EXTRAIT DU DOCUMENT =>
++++++

Par Dorian Paterne Mouketou
Le 8 juin 2018 dernier, Me François Coriveau tenait une conférence au Carrefour de l’information sur la vulnérabilité accrue de la communauté étudiante internationale sous permis d’études. Invité par le Regroupement des étudiants à la maitrise et au doctorat de l’Université de Sherbrooke (REMDUS), l’avocat des associations étudiantes venait faire état de la situation. Le Collectif a interrogé William Leclerc-Bellavance, président du REMDUS, sur les réalités de ces étudiantes et étudiants étrangers.
Les causes de la vulnérabilité
Le flou juridique du statut d’un étudiant international peut être facteur de vulnérabilité. Toutefois, il y a bien plus important. « La principale cause [de la vulnérabilité] est l’investissement que fait l’étudiant dans son projet d’études », lance d’emblée Me François Coriveau. « L’investissement, c’est l’apport que fait l’étudiant dans son projet, que ce soit en temps ou en argent. » Il faut tenir compte des coûts de déplacement, notamment en ce qui a trait au transport en région ou aux coûts de délocalisation qui impliquent des coûts de logement.

++++++

CONSIGNE 1 => Réécris tout le passage de l'article sur les étudiants internationaux, depuis « Les causes de » jusqu'à « coûts de logement. », en remplaçant « vulnérabilité » par « fragilité ».
CONSIGNE 2 => D'après l'article sur les étudiants internationaux, par qui Me François Coriveau a-t-il été invité ?
Les items ne sont pas nécessaires pour ce travail.

ENTRÉES LISTÉES =>

++++++

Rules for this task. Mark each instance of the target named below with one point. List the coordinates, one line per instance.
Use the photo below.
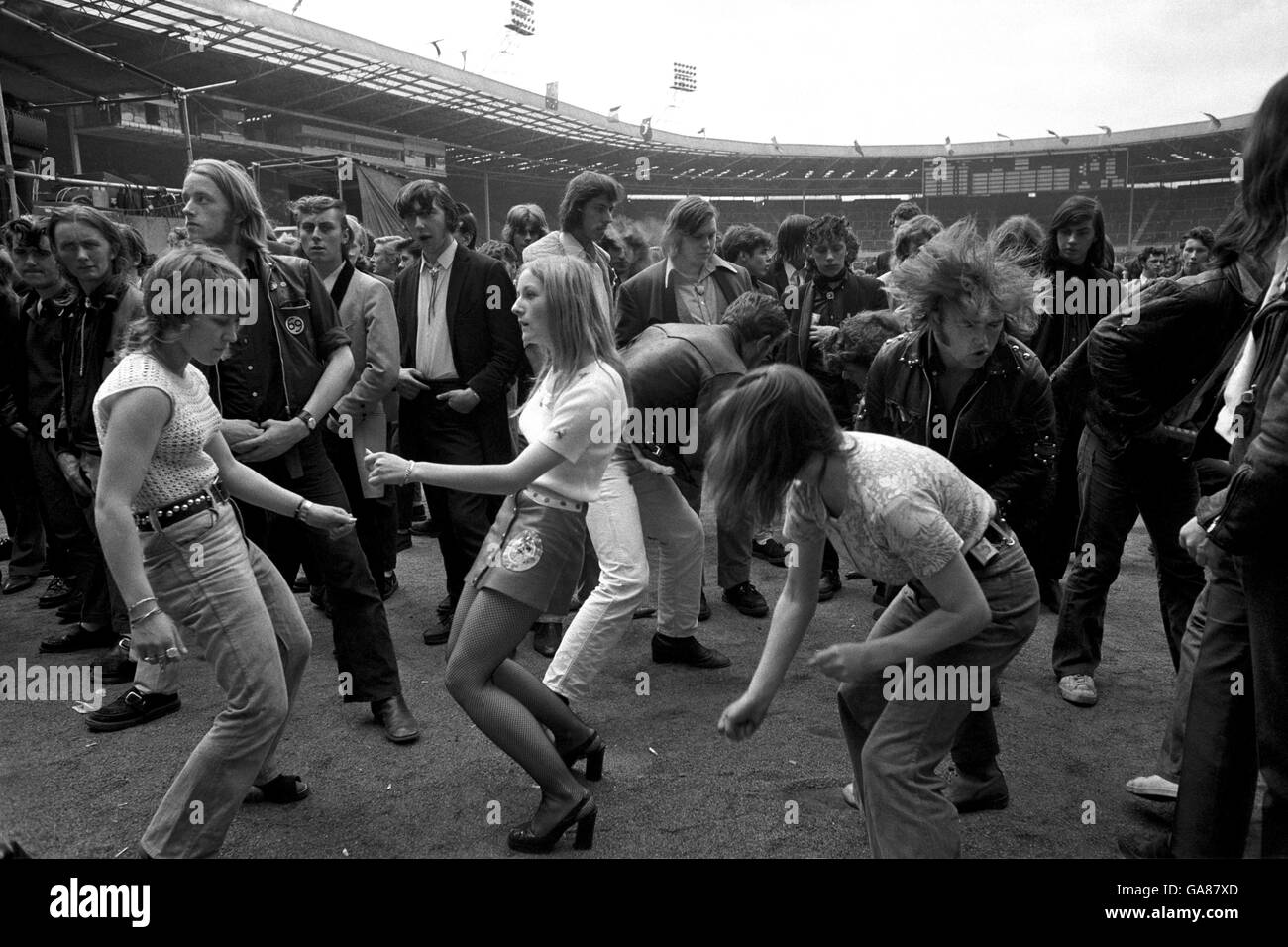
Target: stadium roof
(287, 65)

++++++

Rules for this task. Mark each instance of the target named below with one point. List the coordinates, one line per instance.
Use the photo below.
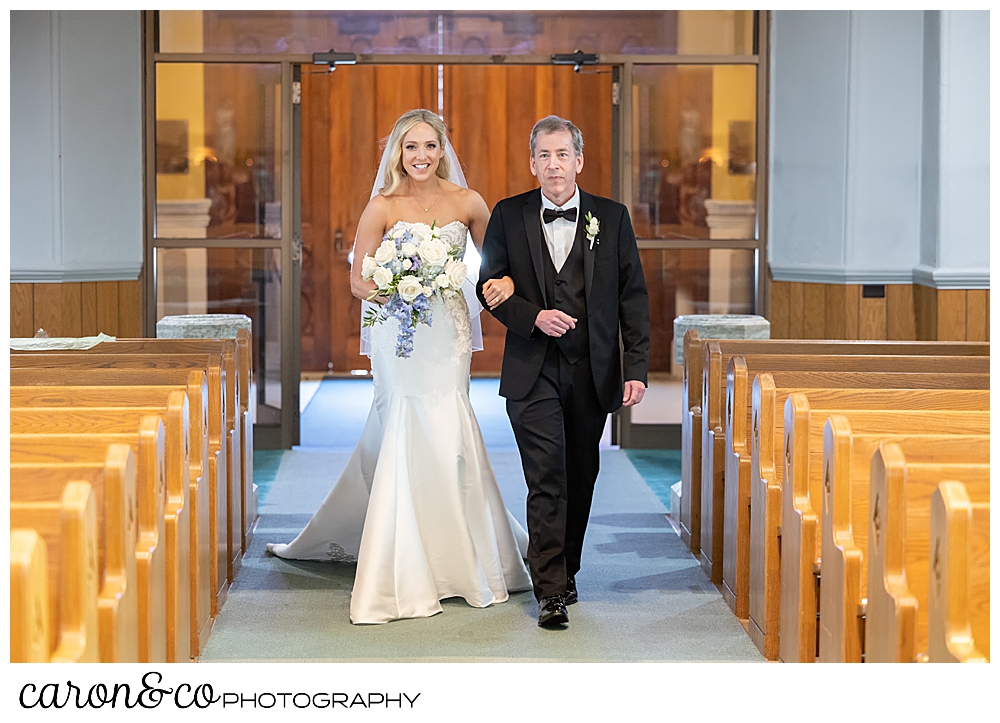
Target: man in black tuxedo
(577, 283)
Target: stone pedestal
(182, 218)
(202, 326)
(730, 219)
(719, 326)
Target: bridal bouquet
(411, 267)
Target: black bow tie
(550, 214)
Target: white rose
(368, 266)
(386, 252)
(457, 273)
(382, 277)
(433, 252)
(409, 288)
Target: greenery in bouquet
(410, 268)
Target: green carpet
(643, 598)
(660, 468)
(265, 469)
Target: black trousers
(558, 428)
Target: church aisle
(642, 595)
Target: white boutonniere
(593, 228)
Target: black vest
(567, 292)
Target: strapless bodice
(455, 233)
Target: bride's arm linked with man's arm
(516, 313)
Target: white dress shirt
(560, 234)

++++++

SOLUTION COMPLÈTE 1 =>
Les causes de la fragilité
Le flou juridique du statut d’un étudiant international peut être facteur de fragilité. Toutefois, il y a bien plus important. « La principale cause [de la fragilité] est l’investissement que fait l’étudiant dans son projet d’études », lance d’emblée Me François Coriveau. « L’investissement, c’est l’apport que fait l’étudiant dans son projet, que ce soit en temps ou en argent. » Il faut tenir compte des coûts de déplacement, notamment en ce qui a trait au transport en région ou aux coûts de délocalisation qui impliquent des coûts de logement.

SOLUTION COMPLÈTE 2 => Par le Regroupement des étudiants à la maitrise et au doctorat de l'Université de Sherbrooke (REMDUS).